• [RECORDS FOR PROCESSING]
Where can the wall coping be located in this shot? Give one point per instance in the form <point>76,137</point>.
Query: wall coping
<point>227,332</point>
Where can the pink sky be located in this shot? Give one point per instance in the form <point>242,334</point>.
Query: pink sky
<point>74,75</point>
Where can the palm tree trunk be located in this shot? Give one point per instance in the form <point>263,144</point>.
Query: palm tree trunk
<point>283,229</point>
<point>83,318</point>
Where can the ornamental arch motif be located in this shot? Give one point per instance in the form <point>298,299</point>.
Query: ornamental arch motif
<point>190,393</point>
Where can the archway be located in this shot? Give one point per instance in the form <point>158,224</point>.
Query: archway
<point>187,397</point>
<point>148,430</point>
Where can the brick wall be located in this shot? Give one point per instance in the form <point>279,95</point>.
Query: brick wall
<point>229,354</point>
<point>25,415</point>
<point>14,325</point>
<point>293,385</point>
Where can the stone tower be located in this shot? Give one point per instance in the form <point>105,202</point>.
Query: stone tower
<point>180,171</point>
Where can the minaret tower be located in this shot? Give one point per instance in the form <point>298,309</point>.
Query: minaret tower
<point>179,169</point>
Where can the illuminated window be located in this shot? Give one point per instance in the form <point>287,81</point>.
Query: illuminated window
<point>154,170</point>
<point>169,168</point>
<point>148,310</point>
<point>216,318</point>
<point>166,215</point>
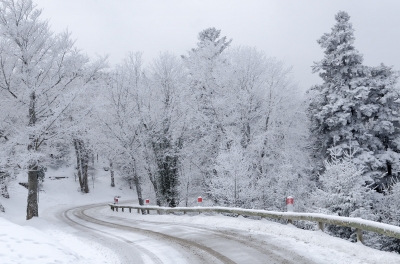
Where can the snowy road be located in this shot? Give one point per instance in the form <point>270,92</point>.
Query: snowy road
<point>136,241</point>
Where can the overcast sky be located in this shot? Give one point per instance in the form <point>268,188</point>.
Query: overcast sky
<point>285,29</point>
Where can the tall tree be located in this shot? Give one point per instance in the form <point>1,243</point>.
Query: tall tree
<point>356,106</point>
<point>40,72</point>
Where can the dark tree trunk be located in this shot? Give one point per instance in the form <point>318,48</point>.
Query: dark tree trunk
<point>112,174</point>
<point>32,208</point>
<point>3,185</point>
<point>82,160</point>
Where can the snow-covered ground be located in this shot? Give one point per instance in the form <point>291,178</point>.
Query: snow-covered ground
<point>43,241</point>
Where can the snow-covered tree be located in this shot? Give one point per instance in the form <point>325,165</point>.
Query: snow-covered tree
<point>356,106</point>
<point>342,191</point>
<point>42,74</point>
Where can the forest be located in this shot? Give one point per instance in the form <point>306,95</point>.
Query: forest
<point>225,122</point>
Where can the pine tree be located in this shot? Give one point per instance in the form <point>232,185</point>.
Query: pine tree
<point>356,105</point>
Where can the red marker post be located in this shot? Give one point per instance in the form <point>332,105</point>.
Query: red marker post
<point>289,203</point>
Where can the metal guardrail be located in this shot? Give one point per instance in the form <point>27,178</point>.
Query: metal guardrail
<point>321,219</point>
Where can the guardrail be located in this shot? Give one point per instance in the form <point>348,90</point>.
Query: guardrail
<point>321,219</point>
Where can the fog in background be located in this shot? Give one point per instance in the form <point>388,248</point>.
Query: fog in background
<point>287,30</point>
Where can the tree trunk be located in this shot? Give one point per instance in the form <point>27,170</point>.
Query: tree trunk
<point>138,186</point>
<point>3,185</point>
<point>32,208</point>
<point>112,174</point>
<point>82,160</point>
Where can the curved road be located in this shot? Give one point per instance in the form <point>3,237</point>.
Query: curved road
<point>136,241</point>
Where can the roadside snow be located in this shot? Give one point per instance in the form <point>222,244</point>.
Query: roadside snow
<point>41,239</point>
<point>45,240</point>
<point>316,245</point>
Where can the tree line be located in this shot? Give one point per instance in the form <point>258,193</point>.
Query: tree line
<point>228,123</point>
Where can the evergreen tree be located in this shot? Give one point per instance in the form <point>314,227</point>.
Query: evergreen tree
<point>356,105</point>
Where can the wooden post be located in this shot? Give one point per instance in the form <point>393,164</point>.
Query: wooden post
<point>321,226</point>
<point>359,235</point>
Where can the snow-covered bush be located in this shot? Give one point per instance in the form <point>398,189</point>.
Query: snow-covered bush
<point>342,191</point>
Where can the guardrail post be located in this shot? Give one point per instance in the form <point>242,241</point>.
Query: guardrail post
<point>359,235</point>
<point>321,226</point>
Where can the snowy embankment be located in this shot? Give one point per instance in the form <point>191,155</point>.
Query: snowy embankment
<point>316,245</point>
<point>46,240</point>
<point>42,240</point>
<point>362,224</point>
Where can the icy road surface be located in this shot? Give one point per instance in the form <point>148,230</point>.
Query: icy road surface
<point>138,241</point>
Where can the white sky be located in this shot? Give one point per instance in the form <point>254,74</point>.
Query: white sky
<point>285,29</point>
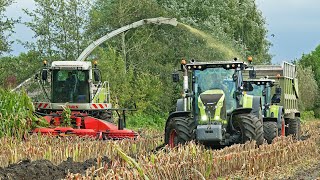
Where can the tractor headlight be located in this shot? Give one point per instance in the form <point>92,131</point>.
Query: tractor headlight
<point>204,118</point>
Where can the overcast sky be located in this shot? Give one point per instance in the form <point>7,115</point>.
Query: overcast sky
<point>294,23</point>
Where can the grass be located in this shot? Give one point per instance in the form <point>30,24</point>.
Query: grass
<point>191,161</point>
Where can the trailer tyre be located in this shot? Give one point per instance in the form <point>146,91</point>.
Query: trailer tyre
<point>250,127</point>
<point>179,130</point>
<point>294,128</point>
<point>270,130</point>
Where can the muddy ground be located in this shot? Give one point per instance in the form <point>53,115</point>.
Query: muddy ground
<point>44,169</point>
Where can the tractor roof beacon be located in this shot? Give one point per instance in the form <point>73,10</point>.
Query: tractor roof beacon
<point>214,109</point>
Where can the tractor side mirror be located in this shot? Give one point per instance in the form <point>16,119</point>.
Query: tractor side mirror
<point>278,90</point>
<point>234,77</point>
<point>97,75</point>
<point>44,74</point>
<point>276,98</point>
<point>175,77</point>
<point>247,86</point>
<point>252,74</point>
<point>264,93</point>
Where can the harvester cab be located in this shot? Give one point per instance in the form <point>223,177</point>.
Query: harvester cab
<point>77,87</point>
<point>214,108</point>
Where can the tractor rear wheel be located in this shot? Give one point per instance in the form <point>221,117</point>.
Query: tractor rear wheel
<point>270,130</point>
<point>250,127</point>
<point>179,130</point>
<point>294,128</point>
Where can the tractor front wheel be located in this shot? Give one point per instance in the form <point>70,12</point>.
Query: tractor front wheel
<point>179,130</point>
<point>250,128</point>
<point>294,128</point>
<point>270,130</point>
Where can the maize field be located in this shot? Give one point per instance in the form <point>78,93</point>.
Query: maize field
<point>45,157</point>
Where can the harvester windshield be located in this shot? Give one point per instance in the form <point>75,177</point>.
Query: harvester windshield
<point>217,78</point>
<point>70,86</point>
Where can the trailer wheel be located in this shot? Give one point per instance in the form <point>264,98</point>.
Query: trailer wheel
<point>294,128</point>
<point>250,128</point>
<point>179,130</point>
<point>270,130</point>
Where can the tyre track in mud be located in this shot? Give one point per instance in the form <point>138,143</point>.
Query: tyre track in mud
<point>45,169</point>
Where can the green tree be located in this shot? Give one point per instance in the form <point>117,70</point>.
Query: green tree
<point>6,27</point>
<point>58,26</point>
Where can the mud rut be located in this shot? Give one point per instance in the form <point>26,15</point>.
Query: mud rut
<point>44,169</point>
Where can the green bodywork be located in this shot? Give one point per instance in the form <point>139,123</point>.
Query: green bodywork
<point>101,96</point>
<point>212,113</point>
<point>273,110</point>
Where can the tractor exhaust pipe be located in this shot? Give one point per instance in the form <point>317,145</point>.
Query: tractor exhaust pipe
<point>185,85</point>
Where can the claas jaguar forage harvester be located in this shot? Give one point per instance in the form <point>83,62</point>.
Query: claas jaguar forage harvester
<point>77,86</point>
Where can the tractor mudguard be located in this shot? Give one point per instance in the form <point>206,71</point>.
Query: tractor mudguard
<point>253,102</point>
<point>179,106</point>
<point>177,114</point>
<point>241,111</point>
<point>270,119</point>
<point>256,106</point>
<point>276,112</point>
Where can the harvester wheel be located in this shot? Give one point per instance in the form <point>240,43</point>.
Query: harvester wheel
<point>179,130</point>
<point>294,128</point>
<point>250,127</point>
<point>270,130</point>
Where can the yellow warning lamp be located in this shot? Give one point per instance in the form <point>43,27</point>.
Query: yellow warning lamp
<point>95,62</point>
<point>250,59</point>
<point>183,62</point>
<point>44,63</point>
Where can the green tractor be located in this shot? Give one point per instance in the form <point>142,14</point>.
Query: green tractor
<point>214,109</point>
<point>273,119</point>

• [WHAT YOU SHOULD DO] From the entries above, extract only the lines running from the one containing "Where can the tractor mudguard" through the one containing "Where can the harvester wheel", inclusive.

• [YOUR RESPONSE]
Where can the tractor mudguard be located in this shot? Give one point per instance in the form <point>206,71</point>.
Query: tractor mudguard
<point>253,102</point>
<point>179,106</point>
<point>177,114</point>
<point>241,111</point>
<point>270,119</point>
<point>256,106</point>
<point>276,112</point>
Where can the harvester wheel be located in this shot? Give one point per instance in the form <point>240,43</point>.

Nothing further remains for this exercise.